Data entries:
□ □ □ □

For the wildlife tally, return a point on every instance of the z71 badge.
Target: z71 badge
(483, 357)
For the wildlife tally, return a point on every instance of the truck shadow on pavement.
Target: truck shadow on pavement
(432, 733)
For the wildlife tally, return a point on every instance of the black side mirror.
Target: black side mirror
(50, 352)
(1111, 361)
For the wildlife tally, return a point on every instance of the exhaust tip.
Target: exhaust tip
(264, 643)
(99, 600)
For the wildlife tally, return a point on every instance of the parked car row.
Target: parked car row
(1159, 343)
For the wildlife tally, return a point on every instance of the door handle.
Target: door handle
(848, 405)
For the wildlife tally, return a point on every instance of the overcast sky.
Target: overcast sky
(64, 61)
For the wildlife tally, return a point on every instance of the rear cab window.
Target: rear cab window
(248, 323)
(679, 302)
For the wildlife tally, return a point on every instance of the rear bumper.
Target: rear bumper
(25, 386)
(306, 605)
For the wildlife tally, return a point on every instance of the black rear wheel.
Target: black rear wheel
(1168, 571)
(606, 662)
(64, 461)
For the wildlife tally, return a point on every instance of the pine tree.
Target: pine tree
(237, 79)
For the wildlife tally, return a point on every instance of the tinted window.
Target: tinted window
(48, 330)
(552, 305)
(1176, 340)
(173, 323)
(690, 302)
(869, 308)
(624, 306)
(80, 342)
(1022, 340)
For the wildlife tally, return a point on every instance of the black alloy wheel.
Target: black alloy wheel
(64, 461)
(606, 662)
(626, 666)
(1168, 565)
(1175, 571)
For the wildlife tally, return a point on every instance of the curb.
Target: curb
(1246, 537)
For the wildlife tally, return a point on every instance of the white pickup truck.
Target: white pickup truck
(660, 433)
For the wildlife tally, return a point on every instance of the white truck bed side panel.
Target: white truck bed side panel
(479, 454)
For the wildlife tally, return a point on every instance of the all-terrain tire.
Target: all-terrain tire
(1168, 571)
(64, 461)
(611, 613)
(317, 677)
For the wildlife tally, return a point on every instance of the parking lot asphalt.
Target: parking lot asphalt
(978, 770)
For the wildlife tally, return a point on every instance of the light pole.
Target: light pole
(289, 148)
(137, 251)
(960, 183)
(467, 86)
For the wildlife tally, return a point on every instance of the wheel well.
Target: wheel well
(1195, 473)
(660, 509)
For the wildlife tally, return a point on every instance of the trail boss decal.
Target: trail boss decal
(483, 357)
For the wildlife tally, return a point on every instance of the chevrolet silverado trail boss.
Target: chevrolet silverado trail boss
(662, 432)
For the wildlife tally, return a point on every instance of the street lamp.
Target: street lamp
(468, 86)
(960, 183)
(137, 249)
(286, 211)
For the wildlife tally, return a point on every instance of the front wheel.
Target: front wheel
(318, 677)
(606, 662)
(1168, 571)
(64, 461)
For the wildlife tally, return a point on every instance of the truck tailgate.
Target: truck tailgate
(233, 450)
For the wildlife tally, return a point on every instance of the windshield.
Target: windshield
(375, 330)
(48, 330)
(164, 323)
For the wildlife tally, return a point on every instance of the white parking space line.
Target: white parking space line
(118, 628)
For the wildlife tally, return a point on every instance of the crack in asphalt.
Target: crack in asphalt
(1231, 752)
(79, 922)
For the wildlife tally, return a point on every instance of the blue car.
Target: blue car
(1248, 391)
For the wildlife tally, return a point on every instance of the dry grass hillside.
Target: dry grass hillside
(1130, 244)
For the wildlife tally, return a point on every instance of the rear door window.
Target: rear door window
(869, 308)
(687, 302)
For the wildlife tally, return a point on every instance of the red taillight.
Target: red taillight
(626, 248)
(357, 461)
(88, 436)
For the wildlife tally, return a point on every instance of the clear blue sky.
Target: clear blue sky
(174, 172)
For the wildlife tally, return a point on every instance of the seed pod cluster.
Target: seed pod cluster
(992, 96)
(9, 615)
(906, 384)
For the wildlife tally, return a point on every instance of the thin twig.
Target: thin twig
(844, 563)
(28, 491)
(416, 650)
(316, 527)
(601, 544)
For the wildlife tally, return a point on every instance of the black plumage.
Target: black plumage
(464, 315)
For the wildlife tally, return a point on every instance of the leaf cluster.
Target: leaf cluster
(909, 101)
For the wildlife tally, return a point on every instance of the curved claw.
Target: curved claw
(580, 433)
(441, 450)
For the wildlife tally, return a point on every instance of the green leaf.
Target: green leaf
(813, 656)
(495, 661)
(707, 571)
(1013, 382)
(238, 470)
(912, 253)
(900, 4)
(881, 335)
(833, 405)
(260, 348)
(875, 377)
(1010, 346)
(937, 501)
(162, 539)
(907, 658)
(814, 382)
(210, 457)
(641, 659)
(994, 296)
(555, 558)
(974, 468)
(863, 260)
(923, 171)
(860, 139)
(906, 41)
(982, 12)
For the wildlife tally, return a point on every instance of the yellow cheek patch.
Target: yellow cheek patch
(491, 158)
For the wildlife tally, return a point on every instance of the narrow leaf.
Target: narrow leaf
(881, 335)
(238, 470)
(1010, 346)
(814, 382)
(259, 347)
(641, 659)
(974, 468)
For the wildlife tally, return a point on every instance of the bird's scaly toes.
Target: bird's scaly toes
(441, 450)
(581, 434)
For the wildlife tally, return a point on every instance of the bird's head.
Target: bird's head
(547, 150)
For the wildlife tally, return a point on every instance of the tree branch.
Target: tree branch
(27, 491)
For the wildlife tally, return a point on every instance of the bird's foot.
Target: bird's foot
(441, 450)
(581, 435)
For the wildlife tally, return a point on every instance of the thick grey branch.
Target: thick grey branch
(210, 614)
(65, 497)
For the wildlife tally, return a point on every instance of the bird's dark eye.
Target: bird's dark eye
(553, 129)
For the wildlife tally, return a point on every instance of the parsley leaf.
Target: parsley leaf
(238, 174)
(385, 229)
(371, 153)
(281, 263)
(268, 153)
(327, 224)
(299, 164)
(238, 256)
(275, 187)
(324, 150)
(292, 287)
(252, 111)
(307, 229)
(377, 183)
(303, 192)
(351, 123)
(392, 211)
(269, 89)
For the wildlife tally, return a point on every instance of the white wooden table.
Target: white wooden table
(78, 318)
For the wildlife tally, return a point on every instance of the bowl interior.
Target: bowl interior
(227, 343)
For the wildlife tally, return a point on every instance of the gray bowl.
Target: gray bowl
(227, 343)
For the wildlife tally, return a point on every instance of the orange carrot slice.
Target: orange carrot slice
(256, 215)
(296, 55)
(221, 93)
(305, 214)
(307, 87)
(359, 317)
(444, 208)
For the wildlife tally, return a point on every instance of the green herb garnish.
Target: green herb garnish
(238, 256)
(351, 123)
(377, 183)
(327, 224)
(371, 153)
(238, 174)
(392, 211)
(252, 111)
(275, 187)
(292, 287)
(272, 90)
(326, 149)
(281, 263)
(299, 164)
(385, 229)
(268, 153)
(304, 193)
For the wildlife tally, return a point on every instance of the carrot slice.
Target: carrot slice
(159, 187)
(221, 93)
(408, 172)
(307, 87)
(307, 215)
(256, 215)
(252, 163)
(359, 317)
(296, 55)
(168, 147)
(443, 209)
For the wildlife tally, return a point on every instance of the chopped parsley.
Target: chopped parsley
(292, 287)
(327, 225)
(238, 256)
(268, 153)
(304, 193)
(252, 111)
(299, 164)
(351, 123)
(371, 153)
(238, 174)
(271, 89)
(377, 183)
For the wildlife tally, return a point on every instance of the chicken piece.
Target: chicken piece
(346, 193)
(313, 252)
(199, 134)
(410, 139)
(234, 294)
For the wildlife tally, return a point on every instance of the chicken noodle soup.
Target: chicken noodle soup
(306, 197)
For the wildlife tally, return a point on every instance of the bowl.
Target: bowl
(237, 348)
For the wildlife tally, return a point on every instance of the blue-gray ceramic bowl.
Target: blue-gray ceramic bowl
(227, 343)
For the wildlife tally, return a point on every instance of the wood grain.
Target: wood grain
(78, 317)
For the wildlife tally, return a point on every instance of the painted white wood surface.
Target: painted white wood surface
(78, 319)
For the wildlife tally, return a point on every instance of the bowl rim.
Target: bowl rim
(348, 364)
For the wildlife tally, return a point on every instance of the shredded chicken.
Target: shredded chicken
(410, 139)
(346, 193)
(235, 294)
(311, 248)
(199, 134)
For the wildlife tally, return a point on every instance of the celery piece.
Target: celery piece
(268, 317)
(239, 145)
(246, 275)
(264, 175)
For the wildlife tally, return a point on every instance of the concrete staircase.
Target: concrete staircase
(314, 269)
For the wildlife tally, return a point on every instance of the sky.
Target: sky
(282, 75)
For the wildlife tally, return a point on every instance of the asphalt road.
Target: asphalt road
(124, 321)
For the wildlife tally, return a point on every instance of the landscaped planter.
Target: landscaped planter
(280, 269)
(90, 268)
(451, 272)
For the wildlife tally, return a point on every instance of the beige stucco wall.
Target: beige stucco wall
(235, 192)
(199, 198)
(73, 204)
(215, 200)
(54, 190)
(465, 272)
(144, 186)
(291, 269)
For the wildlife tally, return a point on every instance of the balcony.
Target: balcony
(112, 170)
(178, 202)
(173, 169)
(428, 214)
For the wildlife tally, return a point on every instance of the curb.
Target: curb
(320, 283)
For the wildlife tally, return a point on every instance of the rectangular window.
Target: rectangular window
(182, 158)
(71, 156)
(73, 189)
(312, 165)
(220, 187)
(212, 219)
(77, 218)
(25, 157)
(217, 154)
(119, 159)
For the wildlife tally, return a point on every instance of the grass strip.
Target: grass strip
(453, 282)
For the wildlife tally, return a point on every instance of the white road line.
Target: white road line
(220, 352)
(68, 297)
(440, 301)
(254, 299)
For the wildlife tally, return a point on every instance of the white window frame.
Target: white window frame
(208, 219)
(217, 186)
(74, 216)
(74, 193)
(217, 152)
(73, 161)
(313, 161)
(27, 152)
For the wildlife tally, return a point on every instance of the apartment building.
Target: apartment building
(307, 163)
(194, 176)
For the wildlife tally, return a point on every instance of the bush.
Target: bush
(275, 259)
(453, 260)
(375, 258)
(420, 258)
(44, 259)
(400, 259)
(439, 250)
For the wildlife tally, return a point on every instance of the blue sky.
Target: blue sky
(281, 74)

□ □ □ □

## [Requirement]
What are the lines, exactly as written above, from the line with "clear blue sky." to the line with "the bird's foot.", both included? Output only those.

## [Task answer]
For the wildlife tally, return a point on every instance of the clear blue sky.
Target: clear blue sky
(174, 172)
For the wildlife tally, return a point on every instance of the seed pod cluster.
Target: seed pod cluster
(992, 96)
(9, 615)
(906, 384)
For the wildlife tally, return a point on every instance of the thin twig.
Target: thin twig
(844, 563)
(28, 491)
(416, 650)
(316, 527)
(601, 544)
For the wildlife tally, return a point on every instance of the black plumage.
Target: black plumage
(464, 315)
For the wildlife tally, return a point on every instance of the leaf cluster.
Target: leaf cluster
(909, 101)
For the wildlife tally, return a point on every instance of the curved claw.
Target: curved claw
(580, 433)
(441, 450)
For the wildlife tally, return a point on every instance of the green leaf.
Target: green leaf
(813, 656)
(495, 661)
(707, 571)
(1013, 382)
(238, 470)
(912, 253)
(900, 4)
(881, 335)
(833, 405)
(260, 348)
(875, 377)
(1010, 346)
(937, 501)
(162, 539)
(907, 658)
(814, 382)
(210, 457)
(641, 659)
(994, 296)
(555, 558)
(974, 468)
(863, 260)
(923, 171)
(860, 139)
(906, 41)
(982, 12)
For the wildlife tally, return a point on every instance of the yellow cheek patch.
Target: yellow cheek patch
(491, 158)
For the wildlife tally, return a point on every instance of the narrow leaf.
Target: narrow leaf
(881, 335)
(238, 470)
(1010, 346)
(814, 382)
(259, 347)
(641, 659)
(974, 468)
For the wildlife tally, return a point on every instance of the bird's scaly toes.
Target: bird's scaly toes
(441, 450)
(581, 434)
For the wildlife tally, return a point on every instance of the bird's head.
Target: bird's head
(547, 150)
For the wildlife tally, return a point on every instance of the tree branch.
Target: tree branch
(27, 491)
For the wildlife tally, return a point on every instance of the bird's foot.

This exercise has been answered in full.